▸ What the task requires: Print only the closing part of the entries. It starts at the line containing "In the photo above, where can the water" and includes the final line, exactly as written.

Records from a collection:
··········

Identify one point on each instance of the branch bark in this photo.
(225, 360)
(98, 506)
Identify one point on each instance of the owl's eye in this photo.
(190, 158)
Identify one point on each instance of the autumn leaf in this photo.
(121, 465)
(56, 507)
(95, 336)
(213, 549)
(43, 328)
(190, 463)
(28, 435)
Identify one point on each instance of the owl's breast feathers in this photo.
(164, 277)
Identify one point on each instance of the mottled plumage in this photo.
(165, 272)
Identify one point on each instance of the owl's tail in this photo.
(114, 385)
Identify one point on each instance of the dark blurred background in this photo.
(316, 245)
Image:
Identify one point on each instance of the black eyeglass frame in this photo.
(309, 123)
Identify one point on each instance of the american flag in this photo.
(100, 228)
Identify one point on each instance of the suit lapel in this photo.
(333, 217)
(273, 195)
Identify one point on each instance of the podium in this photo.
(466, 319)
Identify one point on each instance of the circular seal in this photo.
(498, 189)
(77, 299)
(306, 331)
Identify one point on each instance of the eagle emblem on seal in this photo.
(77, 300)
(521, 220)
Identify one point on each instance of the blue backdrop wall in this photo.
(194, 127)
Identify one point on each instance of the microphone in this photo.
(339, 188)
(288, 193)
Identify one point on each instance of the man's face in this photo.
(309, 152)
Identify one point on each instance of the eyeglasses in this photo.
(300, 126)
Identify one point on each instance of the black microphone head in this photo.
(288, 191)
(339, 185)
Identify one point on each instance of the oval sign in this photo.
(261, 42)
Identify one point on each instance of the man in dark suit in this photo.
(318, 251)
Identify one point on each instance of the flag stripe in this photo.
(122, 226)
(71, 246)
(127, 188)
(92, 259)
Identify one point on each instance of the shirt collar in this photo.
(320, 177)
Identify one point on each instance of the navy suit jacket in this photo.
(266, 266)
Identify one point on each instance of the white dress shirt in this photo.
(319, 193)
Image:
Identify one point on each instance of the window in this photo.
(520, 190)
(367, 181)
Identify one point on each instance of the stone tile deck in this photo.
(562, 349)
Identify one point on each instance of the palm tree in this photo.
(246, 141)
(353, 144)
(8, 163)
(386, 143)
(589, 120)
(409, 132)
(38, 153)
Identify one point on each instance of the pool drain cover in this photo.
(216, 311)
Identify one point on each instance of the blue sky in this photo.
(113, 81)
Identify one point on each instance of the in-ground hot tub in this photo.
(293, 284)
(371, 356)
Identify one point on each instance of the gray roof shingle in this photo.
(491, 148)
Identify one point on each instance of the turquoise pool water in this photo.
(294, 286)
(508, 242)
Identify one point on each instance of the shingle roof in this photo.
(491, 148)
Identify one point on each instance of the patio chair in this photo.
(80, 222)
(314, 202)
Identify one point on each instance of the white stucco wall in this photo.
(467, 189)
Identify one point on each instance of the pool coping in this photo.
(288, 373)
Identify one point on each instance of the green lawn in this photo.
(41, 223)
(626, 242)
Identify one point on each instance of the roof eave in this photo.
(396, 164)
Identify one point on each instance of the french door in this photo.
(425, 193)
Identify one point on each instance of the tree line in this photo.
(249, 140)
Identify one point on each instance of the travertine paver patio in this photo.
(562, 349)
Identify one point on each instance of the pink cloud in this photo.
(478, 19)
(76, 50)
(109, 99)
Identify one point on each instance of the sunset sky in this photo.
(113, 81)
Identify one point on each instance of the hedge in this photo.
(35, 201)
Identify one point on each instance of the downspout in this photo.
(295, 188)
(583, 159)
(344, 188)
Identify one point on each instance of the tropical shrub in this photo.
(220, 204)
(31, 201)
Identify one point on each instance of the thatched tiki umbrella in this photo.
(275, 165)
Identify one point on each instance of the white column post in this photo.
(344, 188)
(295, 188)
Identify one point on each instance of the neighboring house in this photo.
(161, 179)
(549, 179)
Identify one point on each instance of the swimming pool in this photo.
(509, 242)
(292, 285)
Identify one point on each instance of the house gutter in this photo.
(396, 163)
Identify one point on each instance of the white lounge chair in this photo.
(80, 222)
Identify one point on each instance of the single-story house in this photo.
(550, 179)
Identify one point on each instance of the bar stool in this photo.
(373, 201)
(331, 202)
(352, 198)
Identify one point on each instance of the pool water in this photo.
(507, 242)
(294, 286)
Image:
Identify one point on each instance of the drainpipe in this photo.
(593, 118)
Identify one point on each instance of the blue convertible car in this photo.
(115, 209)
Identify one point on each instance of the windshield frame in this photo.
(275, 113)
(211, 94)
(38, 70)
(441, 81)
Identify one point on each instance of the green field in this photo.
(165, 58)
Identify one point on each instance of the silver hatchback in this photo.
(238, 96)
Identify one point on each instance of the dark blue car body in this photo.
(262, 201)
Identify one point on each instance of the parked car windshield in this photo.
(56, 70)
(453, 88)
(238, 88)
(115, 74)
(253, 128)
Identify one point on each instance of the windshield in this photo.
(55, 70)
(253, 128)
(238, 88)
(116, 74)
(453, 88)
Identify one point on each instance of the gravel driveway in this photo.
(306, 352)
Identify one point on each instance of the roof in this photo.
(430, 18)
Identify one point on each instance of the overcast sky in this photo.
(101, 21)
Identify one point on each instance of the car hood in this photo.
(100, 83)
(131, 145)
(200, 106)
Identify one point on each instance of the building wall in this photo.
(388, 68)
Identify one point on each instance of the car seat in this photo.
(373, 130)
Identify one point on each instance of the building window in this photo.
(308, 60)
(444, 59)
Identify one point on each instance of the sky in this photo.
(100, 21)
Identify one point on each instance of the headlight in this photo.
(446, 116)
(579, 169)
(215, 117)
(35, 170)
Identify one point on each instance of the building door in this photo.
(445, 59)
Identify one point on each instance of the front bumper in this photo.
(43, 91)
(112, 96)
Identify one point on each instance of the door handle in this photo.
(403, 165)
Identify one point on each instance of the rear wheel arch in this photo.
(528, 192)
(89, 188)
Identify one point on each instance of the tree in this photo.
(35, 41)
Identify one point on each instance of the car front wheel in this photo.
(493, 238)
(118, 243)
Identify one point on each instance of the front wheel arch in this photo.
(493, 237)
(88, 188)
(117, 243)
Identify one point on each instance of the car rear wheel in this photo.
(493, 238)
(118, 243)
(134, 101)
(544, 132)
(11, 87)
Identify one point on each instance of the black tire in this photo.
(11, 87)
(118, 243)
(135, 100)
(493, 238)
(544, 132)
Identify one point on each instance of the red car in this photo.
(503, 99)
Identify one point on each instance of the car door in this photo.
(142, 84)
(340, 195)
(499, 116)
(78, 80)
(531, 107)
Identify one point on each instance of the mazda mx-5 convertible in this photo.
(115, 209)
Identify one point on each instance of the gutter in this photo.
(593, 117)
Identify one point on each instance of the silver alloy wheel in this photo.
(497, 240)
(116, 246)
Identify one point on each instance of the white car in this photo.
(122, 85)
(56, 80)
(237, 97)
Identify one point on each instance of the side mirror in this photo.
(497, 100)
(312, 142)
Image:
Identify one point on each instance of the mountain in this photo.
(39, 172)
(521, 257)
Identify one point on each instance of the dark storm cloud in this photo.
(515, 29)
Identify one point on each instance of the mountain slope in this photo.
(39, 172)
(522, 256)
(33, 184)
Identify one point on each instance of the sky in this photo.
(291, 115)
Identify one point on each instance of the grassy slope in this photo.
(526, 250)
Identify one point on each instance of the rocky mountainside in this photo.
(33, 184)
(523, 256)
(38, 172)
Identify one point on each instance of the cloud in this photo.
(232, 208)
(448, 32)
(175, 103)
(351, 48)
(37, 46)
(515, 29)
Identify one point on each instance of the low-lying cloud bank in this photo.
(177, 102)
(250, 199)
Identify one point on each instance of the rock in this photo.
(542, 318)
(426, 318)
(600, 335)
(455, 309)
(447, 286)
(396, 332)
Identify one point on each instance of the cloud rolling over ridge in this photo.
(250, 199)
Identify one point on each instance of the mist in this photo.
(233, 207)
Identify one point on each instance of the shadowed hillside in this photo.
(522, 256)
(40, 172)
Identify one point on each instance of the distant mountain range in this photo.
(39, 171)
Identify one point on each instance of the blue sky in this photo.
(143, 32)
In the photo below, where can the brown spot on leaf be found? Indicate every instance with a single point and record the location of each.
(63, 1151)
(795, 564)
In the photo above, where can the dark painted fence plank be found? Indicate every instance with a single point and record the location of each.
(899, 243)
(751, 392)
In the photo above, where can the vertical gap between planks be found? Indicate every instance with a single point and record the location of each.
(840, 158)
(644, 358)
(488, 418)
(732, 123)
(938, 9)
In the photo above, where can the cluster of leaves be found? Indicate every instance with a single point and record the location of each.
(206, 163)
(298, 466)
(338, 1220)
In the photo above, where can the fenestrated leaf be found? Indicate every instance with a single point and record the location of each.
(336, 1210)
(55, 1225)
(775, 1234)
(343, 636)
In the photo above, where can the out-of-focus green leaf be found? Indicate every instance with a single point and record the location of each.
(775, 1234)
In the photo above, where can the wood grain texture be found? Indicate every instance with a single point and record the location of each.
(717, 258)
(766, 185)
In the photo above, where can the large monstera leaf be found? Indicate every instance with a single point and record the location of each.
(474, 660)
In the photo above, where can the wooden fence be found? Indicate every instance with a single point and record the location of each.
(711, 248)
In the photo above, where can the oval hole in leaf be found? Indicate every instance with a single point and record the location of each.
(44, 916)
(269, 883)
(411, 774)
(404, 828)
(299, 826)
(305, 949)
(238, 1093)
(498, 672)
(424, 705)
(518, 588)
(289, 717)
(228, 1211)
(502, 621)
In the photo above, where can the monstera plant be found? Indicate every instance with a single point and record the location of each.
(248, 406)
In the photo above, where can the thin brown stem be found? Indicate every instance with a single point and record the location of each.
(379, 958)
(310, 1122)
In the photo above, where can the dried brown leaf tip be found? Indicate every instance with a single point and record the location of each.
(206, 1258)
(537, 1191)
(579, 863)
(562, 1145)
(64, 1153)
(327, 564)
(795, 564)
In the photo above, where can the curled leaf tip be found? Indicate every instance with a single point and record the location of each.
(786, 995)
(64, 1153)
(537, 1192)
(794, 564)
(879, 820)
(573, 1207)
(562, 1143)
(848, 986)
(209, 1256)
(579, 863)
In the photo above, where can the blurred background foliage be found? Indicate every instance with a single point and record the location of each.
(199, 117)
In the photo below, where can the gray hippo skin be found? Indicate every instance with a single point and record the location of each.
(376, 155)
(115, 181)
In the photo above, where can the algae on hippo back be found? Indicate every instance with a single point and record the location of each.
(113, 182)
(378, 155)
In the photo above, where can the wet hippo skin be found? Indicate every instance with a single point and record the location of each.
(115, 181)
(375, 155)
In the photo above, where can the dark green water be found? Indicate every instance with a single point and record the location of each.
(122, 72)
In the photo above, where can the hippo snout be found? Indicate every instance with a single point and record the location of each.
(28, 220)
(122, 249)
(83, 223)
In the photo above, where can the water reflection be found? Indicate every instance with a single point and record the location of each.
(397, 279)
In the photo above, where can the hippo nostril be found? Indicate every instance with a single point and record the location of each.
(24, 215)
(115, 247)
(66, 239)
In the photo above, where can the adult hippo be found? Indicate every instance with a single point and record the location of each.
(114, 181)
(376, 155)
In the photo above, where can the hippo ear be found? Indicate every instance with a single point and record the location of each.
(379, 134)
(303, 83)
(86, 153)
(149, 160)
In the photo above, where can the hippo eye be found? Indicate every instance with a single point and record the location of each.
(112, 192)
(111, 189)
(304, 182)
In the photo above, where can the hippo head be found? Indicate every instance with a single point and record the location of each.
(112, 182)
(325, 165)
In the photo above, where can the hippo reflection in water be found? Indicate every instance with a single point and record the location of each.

··········

▸ Solved exercise:
In the photo above, where can the water reflection be found? Indicate every instance with a single point and record the location of each.
(397, 279)
In the photo above, where can the hippo nostril be found? Indicate every instance with a single point and record the location of each.
(24, 215)
(115, 247)
(66, 239)
In the photo above, where can the adult hippo be found? Indicate every instance with a single point and record the location of each.
(114, 181)
(376, 155)
In the photo above, where can the hippo ear be found? Indicate every instance with a single point and record the location of each.
(379, 134)
(303, 83)
(86, 153)
(149, 160)
In the photo above, where can the hippo eye be found? Indicate every instance with a single point and record the location of each.
(112, 192)
(111, 189)
(304, 182)
In the photo above, where can the hippo head be found? Indicate every instance with a single point and record the location of each.
(112, 182)
(325, 165)
In the photo above, where can the hippo reflection in water be found? Indicate every instance with a single point and record the location of each.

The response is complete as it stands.